═══ TEXTO DE ORIGEM ═══

III – A admoestação, ao invés da dispensa da coima, foi a solução encontrada para as situações de contraordenações leves e com reduzida culpa do arguido, quer para as contraordenações laborais, quer para as contraordenações gerais.
IV – O apuramento da situação económica da arguida apenas releva para a aplicação da coima entre o montante mínimo e o montante máximo, visto que estes limites têm de ser sempre respeitados, ressalvadas as exceções legalmente previstas.
V – Tendo sido aplicada à arguida a coima pelo seu montante mínimo, o apuramento da sua situação concreta, designadamente de eventuais dificuldades financeiras, em nada alteraria o valor de tal coima.
(Sumário elaborado pela Relatora)
Decisão Texto Integral:
Secção Social do Tribunal da Relação de Évora[1]
Acordam na Secção Social do Tribunal da Relação de Évora:
I – Relatório
A recorrente M... (arguida) veio impugnar judicialmente a decisão do Instituto de Segurança Social que lhe aplicou uma coima no valor de €20.000,00, pela prática de uma contraordenação muito grave, p. e p. pelos arts. 11.º, n.º 1, 39.º-B, al. a), 39.º-E, al. a) e 39.º-H, n.º 1, als. d) e e), do Decreto-Lei n.º 64/2007, de 14-03, republicado em anexo ao Decreto-Lei n.º 33/2014, de 04-03.
O Tribunal de 1.ª instância, realizada a audiência de julgamento, por sentença proferida em 29-04-2022, julgou nos seguintes termos:
Face ao exposto, o Tribunal decide julgar improcedente a impugnação judicial da decisão administrativa apresentada pela recorrente M... e, em consequência, confirma-se a decisão recorrida, nos seus precisos termos.
*
Custas pela recorrente que se fixam nos termos do artigo 8º do Regulamento das Custas Processuais e Tabela III anexa ao mesmo diploma.
*
Notifique e comunique à autoridade administrativa competente. (artigo 45º, nº 3 da Lei 107/2009 de 14 de Setembro).
Inconformada, veio a arguida M... interpor recurso da sentença, apresentando as seguintes conclusões:
A. A sentença recorrida não contem factos integradores da contra-ordenação pela qual a recorrente foi condenada, devendo ser tidas como meras conclusões desapoiadas as expressões sentenciais: (i) estrutura residencial; (ii) idosos.
B. Em todo o caso, os factos resultantes da apreciação da causa, mesmo que se tenham por pertinentes, não integram a tipicidade do art 2º do DL 64/2007, 14.03, republicado, a qual não referencia actividades de pessoas singulares em casa de morada de família: cidadãos e não entidades (ou seja, pessoas colectivas); estruturas (no sentido de infra-estruturas), e não moradas.

═══ MATERIAL FORNECIDO ═══

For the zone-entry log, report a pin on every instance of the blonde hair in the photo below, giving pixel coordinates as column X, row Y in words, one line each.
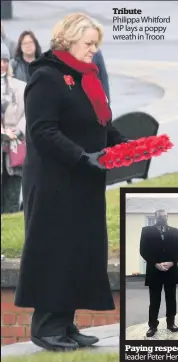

═══

_TAREFAS_
(A) Enumere todos os diplomas legais (leis, decretos-leis e regulamentos) citados no texto de origem, sem repetições.
(B) Traduza para o inglês a seguinte frase do texto de origem: "Tendo sido aplicada à arguida a coima pelo seu montante mínimo, o apuramento da sua situação concreta, designadamente de eventuais dificuldades financeiras, em nada alteraria o valor de tal coima."

_RESPOSTAS POR TAREFA_
(A)
- Decreto-Lei n.º 64/2007, de 14-03
- Decreto-Lei n.º 33/2014, de 04-03
- Regulamento das Custas Processuais
- Lei 107/2009 de 14 de Setembro

(B) Since the fine was imposed on the defendant at its minimum amount, ascertaining the defendant's specific situation, namely any financial difficulties, would in no way alter the amount of that fine.